start Exercise materials

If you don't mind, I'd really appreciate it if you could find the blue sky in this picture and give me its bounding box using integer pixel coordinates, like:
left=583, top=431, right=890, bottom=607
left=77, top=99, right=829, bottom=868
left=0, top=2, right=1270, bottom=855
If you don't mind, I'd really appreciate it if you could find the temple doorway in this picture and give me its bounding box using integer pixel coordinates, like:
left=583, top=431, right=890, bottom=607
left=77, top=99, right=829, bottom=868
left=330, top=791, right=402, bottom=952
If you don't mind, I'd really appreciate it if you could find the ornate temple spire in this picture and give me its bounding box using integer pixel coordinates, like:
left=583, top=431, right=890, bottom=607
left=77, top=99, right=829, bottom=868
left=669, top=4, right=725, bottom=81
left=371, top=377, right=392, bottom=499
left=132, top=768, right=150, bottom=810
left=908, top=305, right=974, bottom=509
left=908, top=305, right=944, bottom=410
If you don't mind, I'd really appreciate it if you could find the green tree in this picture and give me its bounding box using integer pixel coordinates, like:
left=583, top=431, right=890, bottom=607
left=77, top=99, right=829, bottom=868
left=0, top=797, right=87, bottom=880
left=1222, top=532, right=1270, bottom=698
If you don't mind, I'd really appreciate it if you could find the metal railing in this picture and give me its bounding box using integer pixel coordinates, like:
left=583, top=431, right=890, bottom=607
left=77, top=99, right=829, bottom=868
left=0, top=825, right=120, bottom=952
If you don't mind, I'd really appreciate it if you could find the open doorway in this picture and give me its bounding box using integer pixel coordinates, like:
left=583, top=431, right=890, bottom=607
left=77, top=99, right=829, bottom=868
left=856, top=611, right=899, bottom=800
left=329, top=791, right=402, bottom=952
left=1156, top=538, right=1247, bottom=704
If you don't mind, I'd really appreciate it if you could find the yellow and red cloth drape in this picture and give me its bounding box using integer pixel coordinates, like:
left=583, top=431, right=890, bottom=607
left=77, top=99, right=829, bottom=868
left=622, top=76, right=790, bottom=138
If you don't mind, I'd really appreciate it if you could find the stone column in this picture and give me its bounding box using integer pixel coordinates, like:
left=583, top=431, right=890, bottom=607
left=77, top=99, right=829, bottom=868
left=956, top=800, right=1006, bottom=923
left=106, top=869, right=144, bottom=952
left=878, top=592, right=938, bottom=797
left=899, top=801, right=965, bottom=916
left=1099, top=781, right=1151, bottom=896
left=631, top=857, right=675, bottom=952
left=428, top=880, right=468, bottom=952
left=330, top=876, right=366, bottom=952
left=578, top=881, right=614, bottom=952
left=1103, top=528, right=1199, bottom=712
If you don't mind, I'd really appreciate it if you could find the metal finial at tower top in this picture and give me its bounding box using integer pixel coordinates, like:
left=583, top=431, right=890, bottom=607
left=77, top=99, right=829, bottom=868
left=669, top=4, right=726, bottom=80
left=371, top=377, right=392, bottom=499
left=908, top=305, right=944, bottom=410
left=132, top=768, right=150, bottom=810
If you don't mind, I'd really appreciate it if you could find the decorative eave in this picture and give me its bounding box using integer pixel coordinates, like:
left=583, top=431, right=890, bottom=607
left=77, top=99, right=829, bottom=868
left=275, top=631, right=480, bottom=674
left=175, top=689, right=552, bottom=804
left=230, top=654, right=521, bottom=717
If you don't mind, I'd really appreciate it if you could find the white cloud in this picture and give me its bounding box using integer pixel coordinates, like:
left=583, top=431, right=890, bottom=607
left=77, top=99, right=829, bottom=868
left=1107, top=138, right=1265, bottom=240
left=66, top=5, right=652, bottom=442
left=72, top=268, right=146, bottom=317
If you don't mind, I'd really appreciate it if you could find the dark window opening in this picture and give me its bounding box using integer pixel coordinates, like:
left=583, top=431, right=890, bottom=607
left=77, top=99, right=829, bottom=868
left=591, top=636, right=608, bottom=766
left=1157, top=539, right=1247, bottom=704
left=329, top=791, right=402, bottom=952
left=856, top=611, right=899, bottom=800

end Exercise materials

» Aim of the task: Render the lines of the material above as a JSON list of strings, one string per line and no blank lines, beginning at the line that contains "find the decorative" and ending with the line that contains "left=72, top=268, right=146, bottom=317".

» Solution for this exercise:
[
  "If you don't mind, I'd really appreciate it if you could find the decorative eave in this picture and give me its bounding box using integer pixel coordinates, like:",
  "left=583, top=431, right=890, bottom=607",
  "left=77, top=99, right=829, bottom=868",
  "left=275, top=631, right=480, bottom=674",
  "left=175, top=689, right=552, bottom=804",
  "left=230, top=654, right=521, bottom=717",
  "If you don't mind, I'd really appreciate it if you could find the white cloud in this picture and give me its bounding box using integer pixel coordinates, like:",
  "left=583, top=431, right=890, bottom=607",
  "left=77, top=99, right=829, bottom=868",
  "left=1107, top=138, right=1265, bottom=240",
  "left=66, top=5, right=652, bottom=442",
  "left=72, top=268, right=146, bottom=317"
]